(Goal): Identify each line in the items below that contains the string "surface" and copy those lines.

* Start Listing *

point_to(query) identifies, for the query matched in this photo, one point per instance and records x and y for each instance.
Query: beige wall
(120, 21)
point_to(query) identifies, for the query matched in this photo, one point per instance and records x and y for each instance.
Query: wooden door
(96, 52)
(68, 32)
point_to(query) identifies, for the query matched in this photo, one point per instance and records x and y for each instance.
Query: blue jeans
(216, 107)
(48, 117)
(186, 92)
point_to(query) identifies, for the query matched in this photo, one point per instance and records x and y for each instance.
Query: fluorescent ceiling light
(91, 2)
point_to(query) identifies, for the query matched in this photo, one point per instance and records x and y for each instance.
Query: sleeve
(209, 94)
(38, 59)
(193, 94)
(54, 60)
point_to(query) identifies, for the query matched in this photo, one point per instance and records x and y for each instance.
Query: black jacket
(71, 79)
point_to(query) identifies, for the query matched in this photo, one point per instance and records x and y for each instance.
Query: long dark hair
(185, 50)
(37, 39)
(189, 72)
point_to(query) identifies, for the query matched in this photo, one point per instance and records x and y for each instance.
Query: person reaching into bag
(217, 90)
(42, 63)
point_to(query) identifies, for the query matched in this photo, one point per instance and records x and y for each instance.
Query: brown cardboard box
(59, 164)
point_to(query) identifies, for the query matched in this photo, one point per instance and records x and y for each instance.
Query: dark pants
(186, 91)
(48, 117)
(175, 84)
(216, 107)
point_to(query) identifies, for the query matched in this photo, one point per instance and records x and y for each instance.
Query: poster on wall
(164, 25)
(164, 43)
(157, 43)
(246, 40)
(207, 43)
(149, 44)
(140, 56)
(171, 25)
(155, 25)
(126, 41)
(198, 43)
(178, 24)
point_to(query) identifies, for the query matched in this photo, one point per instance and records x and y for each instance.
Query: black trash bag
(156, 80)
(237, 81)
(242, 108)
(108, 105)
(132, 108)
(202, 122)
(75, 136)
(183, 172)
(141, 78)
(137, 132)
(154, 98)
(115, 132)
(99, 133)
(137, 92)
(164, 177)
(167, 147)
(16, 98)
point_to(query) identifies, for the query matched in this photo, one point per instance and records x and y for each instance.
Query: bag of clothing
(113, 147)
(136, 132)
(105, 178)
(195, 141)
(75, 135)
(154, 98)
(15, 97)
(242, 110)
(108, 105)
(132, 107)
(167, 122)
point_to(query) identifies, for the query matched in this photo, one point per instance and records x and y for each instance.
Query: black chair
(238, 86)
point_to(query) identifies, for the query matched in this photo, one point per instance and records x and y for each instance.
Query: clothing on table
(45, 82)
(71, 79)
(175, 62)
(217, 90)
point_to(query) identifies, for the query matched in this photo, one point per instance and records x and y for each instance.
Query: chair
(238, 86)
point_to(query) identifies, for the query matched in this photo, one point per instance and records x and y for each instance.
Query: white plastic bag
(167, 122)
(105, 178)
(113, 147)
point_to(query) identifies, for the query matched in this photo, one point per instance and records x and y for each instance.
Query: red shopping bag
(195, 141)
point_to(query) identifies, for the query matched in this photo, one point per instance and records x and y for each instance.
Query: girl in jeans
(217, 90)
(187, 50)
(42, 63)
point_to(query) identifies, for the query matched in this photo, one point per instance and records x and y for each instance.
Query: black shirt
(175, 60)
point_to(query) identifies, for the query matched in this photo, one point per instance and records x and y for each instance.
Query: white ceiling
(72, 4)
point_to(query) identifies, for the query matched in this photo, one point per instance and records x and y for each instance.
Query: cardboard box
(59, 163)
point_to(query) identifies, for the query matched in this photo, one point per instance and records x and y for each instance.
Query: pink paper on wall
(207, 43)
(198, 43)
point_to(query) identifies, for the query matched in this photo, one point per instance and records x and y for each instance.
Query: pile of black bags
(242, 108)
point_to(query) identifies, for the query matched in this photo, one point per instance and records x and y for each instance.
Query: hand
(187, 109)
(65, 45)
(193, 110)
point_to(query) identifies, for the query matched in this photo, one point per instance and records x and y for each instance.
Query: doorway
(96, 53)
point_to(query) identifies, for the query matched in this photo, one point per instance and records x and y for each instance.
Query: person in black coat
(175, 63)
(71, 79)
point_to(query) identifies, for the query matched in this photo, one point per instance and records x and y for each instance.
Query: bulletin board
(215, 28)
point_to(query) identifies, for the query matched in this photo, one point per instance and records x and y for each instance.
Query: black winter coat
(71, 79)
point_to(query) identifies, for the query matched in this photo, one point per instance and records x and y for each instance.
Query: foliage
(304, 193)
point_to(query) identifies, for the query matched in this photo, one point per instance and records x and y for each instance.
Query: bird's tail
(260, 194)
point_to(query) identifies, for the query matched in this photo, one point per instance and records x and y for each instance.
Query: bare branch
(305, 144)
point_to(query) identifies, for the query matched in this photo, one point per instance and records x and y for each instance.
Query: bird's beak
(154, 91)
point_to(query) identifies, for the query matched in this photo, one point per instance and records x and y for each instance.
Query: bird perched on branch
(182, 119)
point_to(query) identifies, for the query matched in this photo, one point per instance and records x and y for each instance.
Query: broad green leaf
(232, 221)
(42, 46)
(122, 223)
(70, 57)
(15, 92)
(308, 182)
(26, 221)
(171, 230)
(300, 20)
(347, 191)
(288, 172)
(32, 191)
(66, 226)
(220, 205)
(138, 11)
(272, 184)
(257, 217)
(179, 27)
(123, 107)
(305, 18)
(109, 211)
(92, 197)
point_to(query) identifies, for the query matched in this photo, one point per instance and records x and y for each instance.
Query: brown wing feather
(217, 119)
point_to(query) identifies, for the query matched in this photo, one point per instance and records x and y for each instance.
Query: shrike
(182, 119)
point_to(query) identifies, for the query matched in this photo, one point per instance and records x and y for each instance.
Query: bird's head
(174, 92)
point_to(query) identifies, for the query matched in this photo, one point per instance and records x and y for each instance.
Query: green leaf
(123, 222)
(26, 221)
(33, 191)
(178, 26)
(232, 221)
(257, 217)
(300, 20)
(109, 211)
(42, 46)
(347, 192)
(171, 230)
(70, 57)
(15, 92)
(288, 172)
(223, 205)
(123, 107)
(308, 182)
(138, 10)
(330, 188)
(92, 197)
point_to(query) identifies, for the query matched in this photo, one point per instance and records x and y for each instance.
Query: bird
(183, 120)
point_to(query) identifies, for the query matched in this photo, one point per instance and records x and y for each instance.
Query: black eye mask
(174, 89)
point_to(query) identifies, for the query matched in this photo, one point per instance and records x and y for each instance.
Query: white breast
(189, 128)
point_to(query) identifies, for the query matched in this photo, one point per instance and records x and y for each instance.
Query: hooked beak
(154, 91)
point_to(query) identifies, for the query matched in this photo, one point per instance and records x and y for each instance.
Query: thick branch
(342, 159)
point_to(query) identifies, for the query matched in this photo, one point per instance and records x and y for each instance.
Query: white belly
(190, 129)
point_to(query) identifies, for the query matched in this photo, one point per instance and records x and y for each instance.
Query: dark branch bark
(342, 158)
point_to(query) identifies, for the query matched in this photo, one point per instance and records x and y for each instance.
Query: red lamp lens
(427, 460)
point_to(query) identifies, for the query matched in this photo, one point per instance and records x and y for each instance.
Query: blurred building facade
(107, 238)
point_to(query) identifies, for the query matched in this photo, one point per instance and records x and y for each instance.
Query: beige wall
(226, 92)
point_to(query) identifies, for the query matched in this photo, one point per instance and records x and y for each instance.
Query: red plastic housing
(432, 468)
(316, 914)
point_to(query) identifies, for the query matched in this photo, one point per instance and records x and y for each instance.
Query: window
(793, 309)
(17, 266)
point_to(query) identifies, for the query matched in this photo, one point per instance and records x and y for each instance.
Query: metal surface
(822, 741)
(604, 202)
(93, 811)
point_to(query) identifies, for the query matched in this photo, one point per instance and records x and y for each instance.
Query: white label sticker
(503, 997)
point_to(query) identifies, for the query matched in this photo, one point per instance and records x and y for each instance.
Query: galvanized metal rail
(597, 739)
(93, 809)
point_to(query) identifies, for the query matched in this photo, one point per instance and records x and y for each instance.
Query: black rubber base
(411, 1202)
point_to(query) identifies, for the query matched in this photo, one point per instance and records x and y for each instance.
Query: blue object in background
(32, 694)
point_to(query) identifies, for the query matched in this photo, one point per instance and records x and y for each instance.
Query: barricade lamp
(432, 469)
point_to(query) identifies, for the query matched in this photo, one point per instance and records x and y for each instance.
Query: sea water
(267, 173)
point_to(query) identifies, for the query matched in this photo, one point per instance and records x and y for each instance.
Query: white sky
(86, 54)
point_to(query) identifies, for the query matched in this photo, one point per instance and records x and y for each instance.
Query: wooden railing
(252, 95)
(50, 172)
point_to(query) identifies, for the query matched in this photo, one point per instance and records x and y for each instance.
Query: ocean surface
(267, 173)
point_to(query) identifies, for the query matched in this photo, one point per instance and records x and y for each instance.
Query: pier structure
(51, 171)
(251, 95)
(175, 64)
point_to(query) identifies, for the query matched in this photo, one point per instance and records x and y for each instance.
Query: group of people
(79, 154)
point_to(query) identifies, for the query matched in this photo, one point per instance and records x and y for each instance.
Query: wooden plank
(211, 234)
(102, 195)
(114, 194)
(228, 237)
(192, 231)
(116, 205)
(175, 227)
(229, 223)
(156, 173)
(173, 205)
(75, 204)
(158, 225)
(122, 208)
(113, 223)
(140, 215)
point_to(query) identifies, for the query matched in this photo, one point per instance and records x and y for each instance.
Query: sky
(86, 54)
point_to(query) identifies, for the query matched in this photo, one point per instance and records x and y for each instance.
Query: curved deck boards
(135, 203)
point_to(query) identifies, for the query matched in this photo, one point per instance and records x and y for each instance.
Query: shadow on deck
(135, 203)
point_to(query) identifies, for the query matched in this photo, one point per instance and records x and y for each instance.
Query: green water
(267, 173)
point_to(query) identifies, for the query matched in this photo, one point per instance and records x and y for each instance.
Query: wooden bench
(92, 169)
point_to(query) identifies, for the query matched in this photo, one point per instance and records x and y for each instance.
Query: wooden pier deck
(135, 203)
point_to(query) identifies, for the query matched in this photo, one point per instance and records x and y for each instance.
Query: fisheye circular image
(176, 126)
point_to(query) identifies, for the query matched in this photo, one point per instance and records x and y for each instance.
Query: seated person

* End Listing *

(Worked answer):
Query: metal surface
Query: ocean surface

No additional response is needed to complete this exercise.